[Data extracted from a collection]

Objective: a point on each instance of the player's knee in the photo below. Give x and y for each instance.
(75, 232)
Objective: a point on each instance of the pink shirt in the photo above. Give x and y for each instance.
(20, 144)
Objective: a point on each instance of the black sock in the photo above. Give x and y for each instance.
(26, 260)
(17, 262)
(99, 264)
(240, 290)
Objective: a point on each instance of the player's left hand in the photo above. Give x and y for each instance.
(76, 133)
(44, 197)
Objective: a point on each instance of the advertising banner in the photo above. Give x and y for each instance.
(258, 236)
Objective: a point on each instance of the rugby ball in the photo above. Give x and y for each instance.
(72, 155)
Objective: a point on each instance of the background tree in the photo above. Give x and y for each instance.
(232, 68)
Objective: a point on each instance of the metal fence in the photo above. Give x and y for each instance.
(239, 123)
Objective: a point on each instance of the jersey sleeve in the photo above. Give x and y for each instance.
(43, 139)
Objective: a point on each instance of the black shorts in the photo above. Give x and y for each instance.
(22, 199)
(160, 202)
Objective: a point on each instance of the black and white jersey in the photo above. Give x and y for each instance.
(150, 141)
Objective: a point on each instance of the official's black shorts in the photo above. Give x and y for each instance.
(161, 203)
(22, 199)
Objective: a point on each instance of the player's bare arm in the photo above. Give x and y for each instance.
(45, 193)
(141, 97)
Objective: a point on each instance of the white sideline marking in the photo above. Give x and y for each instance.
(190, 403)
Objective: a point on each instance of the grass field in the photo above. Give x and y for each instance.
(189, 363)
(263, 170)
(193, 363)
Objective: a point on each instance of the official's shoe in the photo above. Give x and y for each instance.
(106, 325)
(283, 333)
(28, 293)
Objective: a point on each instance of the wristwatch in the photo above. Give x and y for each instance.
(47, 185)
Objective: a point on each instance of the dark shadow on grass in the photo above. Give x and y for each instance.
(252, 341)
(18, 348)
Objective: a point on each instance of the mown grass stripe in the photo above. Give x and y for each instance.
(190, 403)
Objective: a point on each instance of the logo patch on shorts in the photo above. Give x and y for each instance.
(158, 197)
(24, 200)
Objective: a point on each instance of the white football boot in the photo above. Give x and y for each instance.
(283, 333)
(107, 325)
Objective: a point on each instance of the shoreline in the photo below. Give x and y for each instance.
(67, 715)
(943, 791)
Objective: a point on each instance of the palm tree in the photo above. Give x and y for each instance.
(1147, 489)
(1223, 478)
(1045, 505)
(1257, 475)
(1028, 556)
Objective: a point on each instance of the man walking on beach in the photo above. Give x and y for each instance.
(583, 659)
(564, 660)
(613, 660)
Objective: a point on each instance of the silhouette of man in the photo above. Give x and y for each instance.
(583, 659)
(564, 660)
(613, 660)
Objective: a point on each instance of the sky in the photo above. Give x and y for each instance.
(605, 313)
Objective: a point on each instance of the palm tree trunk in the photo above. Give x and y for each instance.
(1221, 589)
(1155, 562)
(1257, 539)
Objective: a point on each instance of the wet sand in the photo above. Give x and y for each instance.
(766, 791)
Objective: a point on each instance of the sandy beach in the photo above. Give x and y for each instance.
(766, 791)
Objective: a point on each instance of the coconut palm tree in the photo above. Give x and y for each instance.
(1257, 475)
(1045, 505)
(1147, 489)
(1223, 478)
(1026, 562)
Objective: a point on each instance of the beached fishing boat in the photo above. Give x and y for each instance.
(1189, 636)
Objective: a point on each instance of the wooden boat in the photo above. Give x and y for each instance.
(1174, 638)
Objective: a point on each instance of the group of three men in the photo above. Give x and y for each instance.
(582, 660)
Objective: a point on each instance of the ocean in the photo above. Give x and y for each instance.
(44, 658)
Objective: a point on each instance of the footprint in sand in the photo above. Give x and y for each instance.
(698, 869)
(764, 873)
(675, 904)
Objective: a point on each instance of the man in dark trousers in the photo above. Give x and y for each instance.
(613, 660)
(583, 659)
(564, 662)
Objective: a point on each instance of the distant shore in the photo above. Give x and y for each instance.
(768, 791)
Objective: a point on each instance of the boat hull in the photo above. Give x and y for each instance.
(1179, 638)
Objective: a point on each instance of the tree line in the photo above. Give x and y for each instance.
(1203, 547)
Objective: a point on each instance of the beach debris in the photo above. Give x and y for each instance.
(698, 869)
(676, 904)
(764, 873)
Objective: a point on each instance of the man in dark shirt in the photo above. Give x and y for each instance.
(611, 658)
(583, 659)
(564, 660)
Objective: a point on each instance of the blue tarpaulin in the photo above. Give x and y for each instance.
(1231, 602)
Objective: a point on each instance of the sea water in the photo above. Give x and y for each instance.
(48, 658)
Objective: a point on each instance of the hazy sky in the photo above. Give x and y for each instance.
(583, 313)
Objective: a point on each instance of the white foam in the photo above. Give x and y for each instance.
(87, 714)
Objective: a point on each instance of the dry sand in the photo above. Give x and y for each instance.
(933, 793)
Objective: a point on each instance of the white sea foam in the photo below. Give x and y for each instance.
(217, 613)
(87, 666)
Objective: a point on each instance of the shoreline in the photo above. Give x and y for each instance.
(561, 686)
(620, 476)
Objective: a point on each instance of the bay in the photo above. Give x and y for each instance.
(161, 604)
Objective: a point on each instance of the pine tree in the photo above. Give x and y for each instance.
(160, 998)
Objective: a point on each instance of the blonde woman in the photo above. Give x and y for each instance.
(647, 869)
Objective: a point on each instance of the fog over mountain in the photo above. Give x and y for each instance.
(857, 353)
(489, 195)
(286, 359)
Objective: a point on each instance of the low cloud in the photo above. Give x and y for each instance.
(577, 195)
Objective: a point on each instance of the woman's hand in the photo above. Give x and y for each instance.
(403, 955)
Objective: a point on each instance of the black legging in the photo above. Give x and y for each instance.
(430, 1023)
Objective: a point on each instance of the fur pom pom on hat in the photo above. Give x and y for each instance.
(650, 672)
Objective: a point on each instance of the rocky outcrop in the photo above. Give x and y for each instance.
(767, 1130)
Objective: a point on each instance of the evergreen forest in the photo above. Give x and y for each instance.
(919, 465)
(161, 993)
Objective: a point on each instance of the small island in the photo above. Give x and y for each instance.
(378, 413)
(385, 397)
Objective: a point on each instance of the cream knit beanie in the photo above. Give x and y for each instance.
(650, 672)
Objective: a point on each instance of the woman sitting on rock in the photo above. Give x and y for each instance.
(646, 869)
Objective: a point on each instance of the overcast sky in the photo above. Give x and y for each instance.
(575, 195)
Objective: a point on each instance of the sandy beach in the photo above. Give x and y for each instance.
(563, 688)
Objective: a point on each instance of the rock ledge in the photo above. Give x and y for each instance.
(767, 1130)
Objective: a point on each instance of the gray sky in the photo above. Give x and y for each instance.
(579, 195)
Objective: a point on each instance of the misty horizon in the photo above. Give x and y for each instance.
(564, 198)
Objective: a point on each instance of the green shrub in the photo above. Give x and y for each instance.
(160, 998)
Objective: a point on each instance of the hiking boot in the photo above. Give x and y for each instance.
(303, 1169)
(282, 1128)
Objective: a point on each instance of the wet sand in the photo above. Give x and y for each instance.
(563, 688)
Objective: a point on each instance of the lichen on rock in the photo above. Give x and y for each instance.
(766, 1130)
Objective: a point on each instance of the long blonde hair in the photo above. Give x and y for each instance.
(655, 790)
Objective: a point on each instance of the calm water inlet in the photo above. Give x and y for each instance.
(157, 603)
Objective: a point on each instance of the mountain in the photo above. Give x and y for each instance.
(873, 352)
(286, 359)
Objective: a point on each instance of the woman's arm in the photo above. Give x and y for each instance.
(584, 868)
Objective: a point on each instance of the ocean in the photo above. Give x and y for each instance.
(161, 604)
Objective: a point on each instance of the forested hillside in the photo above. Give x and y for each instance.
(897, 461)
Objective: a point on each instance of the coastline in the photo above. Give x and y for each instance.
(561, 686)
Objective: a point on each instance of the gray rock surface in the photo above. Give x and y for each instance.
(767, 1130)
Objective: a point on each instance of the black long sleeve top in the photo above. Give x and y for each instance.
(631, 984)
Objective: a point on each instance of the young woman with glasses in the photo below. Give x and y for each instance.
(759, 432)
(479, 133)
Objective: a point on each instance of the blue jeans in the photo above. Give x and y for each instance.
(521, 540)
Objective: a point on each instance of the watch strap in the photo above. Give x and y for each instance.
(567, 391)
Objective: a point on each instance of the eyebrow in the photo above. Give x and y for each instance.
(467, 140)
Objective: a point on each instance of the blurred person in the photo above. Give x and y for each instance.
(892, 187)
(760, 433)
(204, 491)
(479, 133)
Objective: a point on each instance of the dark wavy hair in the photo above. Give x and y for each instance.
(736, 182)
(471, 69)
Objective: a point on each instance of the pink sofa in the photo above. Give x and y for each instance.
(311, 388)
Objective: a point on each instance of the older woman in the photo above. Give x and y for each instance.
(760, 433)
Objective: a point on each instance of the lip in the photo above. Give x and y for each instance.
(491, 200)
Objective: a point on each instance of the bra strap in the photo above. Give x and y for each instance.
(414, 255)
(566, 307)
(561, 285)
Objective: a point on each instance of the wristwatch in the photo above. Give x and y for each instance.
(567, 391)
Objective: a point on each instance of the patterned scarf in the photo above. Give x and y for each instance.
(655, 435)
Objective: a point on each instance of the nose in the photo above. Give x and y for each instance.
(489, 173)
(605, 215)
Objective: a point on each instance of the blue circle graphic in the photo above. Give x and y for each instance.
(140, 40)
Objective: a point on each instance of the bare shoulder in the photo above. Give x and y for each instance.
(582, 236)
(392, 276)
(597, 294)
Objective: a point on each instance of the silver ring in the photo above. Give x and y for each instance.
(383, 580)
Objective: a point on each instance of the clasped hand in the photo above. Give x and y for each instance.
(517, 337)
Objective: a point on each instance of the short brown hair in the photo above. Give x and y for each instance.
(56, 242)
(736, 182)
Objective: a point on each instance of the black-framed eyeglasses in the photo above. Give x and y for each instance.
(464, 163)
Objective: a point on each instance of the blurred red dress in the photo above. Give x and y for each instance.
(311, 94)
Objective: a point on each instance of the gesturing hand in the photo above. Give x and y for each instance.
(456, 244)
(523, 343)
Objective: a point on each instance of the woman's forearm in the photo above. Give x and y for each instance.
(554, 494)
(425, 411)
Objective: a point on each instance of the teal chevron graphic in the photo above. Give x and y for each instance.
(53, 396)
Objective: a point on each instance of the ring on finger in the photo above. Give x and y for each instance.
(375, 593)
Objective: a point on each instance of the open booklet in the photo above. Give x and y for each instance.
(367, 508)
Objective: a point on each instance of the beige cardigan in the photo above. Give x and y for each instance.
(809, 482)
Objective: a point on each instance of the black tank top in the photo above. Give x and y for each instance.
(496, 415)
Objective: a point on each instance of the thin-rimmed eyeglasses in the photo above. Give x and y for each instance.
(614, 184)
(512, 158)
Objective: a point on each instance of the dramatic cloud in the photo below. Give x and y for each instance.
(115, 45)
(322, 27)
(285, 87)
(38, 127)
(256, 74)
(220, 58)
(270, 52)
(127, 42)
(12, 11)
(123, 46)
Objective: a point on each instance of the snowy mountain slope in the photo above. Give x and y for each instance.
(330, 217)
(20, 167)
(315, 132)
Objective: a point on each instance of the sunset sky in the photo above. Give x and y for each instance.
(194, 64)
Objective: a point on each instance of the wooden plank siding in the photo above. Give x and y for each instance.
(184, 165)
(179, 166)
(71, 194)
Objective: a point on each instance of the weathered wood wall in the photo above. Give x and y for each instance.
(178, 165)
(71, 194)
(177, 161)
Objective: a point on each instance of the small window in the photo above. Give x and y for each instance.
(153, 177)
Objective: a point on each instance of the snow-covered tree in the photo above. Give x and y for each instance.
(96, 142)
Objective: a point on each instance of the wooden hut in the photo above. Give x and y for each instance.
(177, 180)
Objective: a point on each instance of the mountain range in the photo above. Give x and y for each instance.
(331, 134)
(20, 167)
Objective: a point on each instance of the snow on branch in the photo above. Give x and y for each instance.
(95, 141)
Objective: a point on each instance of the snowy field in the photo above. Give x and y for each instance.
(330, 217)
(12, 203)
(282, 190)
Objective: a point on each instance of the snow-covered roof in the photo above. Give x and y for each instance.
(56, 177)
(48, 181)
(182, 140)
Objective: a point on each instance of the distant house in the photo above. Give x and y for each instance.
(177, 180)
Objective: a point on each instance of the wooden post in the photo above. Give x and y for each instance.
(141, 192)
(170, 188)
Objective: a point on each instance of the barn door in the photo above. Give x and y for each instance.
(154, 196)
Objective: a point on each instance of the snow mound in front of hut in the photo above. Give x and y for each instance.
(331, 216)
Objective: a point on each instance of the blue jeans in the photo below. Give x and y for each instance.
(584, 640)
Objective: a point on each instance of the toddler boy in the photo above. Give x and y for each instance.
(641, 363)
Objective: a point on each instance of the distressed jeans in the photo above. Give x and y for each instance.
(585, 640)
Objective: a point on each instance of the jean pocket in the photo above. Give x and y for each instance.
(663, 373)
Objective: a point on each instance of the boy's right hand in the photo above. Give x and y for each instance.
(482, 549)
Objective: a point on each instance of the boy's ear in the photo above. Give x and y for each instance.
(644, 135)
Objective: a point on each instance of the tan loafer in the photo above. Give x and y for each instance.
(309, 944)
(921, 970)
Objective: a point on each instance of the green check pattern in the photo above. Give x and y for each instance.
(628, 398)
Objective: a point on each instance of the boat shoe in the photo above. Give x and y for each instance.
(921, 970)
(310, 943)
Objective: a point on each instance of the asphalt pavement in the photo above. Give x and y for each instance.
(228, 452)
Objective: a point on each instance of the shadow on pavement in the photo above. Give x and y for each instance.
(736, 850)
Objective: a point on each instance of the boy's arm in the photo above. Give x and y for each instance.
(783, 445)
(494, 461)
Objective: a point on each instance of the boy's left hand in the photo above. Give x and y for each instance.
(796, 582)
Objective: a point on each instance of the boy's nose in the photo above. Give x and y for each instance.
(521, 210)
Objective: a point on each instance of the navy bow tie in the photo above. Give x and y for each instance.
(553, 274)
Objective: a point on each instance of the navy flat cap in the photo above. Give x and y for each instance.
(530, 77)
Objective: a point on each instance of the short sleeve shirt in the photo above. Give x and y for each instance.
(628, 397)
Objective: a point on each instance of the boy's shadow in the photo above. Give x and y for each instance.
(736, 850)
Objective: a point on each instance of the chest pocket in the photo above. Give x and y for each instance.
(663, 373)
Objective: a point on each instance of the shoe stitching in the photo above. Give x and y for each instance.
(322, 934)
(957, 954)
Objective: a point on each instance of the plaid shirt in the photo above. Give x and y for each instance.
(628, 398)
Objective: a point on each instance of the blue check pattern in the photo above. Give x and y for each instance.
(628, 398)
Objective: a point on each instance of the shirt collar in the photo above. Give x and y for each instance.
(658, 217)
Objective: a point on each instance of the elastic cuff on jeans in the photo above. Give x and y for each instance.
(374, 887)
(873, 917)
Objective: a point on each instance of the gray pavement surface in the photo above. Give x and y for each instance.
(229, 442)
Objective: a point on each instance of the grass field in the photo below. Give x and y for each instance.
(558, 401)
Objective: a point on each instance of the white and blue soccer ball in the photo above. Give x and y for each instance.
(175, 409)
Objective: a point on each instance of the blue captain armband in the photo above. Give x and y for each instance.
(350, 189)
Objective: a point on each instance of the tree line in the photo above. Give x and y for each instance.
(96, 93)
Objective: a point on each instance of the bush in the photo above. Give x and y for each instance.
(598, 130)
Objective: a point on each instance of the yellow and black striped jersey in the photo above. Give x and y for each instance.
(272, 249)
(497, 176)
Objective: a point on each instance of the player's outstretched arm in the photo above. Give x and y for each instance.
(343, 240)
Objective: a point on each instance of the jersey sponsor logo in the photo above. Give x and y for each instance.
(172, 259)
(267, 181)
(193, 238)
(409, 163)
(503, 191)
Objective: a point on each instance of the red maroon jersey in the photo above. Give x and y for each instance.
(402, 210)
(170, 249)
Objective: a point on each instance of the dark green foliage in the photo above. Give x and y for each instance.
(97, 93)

- REQUIREMENTS
Extract, unchanged, the closing run of lines that opens with the line containing "Objective: a point on each instance of the player's outstretched" and ends with the last line.

- ANSWER TO THIS EXERCISE
Objective: a point on each instance of the player's outstretched arm in the photo above. Give x and y for each instance.
(343, 240)
Objective: a point on each instance of the jersey sponsor logo in the photo above. Give x and y for each instance.
(172, 259)
(267, 181)
(193, 238)
(409, 163)
(503, 191)
Objective: a point on each instance of the red maroon jersey in the photo above. Give x and y for each instance.
(402, 210)
(170, 249)
Objective: a point on each instance of the dark green foliage in the photo above. Give x and y for each instance.
(97, 93)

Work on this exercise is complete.